[[ Exercise material, beginning ]]
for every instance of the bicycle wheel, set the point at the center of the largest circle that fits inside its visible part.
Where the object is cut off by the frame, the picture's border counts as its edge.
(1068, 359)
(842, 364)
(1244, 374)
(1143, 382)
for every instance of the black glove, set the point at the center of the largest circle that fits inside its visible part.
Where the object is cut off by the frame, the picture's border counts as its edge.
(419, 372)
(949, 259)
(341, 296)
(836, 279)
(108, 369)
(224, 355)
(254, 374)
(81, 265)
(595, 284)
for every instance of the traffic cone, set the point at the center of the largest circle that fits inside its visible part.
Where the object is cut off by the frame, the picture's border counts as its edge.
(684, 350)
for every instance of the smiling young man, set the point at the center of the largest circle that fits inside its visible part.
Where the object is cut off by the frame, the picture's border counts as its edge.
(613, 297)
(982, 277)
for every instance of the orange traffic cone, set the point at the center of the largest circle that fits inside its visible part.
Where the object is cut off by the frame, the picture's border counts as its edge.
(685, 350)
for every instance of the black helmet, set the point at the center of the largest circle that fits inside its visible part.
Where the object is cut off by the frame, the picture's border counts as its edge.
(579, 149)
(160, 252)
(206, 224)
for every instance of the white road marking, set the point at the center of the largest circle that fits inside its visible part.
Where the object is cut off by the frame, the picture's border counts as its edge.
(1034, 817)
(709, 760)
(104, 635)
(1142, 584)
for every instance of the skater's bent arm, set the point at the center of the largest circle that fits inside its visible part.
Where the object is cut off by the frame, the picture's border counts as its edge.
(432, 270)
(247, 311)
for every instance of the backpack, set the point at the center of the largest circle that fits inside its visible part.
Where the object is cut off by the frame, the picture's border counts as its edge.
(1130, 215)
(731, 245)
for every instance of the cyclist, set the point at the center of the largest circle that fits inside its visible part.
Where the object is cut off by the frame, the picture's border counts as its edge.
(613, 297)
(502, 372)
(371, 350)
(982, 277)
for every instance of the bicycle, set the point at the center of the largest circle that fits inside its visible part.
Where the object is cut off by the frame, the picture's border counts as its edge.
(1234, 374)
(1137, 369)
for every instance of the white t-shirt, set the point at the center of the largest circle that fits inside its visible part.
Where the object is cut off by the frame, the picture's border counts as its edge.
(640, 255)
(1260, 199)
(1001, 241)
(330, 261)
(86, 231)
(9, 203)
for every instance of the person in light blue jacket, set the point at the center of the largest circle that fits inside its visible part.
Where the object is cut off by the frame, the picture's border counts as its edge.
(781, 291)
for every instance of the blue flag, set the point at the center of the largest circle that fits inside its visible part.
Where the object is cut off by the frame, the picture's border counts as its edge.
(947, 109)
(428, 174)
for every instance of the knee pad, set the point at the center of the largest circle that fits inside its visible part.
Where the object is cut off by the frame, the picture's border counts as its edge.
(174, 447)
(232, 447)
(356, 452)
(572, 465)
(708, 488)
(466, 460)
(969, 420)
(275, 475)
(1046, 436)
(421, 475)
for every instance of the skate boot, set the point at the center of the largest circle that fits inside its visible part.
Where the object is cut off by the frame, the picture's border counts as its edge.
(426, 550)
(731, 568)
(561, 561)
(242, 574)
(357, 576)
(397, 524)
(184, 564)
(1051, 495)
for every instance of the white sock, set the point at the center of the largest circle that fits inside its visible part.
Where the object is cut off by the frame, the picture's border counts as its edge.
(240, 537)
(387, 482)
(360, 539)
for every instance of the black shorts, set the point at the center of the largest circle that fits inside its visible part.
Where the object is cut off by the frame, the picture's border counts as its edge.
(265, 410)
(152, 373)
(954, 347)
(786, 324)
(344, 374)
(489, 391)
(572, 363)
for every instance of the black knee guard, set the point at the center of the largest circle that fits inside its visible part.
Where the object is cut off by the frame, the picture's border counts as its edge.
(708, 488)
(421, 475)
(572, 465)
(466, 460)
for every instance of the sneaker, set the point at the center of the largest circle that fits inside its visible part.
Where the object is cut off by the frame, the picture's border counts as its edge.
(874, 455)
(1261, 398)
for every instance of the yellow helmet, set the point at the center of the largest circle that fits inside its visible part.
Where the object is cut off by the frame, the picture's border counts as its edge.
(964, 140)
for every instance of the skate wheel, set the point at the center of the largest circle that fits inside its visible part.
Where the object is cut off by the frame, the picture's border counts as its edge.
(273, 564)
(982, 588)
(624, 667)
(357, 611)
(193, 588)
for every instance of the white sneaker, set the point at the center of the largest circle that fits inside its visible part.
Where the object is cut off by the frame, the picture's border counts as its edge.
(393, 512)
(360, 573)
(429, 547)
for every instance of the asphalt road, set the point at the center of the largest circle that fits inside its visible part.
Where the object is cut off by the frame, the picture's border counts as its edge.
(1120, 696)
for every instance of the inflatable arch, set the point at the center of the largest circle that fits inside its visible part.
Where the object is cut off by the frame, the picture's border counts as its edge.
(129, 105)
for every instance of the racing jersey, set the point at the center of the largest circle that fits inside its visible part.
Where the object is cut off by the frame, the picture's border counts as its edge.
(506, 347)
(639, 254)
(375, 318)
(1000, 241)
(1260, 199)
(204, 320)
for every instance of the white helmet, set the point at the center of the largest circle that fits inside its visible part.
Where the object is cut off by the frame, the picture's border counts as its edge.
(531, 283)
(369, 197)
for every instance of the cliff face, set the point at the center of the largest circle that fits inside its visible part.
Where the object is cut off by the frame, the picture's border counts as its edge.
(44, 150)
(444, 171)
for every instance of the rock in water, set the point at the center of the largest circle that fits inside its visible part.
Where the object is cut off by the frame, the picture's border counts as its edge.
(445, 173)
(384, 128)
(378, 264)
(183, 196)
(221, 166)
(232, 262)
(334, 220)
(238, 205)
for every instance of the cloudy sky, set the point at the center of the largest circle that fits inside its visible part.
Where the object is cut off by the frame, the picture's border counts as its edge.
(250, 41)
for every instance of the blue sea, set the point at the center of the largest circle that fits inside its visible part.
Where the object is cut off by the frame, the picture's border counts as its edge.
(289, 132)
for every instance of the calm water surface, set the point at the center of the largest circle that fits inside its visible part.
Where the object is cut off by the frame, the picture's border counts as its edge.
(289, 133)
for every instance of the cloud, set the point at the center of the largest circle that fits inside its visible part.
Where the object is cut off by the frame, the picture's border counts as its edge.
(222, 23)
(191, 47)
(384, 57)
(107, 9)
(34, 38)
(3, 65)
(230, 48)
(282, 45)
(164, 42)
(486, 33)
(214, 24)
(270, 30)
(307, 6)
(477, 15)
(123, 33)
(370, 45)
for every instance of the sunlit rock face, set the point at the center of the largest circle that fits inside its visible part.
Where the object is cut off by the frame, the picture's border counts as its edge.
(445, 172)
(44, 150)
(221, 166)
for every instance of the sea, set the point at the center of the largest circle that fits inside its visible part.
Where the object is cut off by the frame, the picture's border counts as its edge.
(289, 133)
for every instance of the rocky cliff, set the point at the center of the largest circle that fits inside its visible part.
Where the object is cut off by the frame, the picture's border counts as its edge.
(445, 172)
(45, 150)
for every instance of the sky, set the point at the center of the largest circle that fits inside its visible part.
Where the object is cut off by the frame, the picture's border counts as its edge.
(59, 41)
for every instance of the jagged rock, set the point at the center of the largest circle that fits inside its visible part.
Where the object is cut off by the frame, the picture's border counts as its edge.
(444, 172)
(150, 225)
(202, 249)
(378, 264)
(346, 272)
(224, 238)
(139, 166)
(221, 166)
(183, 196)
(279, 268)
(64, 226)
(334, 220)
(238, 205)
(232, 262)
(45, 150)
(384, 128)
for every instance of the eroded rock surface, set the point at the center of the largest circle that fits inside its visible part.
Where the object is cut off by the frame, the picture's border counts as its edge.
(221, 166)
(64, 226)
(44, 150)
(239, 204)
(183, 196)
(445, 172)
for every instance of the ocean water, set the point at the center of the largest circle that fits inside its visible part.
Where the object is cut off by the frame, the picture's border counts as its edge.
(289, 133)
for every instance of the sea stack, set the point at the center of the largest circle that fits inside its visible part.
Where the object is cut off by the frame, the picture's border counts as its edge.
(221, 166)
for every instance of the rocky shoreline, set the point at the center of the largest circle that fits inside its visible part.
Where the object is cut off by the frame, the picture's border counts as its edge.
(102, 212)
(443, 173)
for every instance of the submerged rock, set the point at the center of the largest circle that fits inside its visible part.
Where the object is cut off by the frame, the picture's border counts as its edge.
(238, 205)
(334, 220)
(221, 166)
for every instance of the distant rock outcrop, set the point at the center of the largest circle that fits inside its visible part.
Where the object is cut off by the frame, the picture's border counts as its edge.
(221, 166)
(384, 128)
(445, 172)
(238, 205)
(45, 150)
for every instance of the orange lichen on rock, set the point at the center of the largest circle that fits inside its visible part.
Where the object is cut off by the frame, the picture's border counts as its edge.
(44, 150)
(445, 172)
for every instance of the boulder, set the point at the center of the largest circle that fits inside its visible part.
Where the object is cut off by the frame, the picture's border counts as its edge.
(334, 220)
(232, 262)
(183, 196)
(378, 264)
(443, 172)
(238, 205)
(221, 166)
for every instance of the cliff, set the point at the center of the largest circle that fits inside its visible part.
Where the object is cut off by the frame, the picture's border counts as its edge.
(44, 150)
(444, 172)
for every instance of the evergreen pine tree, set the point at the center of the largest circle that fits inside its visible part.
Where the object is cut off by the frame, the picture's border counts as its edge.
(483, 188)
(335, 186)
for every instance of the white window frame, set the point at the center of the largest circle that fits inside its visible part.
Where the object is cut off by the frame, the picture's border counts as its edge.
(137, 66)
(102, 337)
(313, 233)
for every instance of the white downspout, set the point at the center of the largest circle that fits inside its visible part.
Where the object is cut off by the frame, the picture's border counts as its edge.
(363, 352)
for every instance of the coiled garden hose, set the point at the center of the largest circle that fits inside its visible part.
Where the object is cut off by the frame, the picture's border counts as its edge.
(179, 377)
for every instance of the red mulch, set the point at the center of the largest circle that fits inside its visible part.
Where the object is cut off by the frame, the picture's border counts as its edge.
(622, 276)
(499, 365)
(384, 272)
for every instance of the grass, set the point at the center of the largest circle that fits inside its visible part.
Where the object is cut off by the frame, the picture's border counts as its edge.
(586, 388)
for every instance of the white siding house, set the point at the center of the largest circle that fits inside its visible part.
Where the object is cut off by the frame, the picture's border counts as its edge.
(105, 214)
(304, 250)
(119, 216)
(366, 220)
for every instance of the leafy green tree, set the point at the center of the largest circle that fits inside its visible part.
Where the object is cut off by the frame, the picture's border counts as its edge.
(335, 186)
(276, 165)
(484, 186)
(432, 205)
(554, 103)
[[ Exercise material, end ]]
__Your assignment__: Scan the records for the string "wheel" and report each line where it occurs.

__Expected answer__:
for every instance of the bicycle wheel, set the point at the center of the largest circle that fits inside its visible part.
for every instance of the skate wheel, set the point at the center of the largest circle that fits inside its visible part.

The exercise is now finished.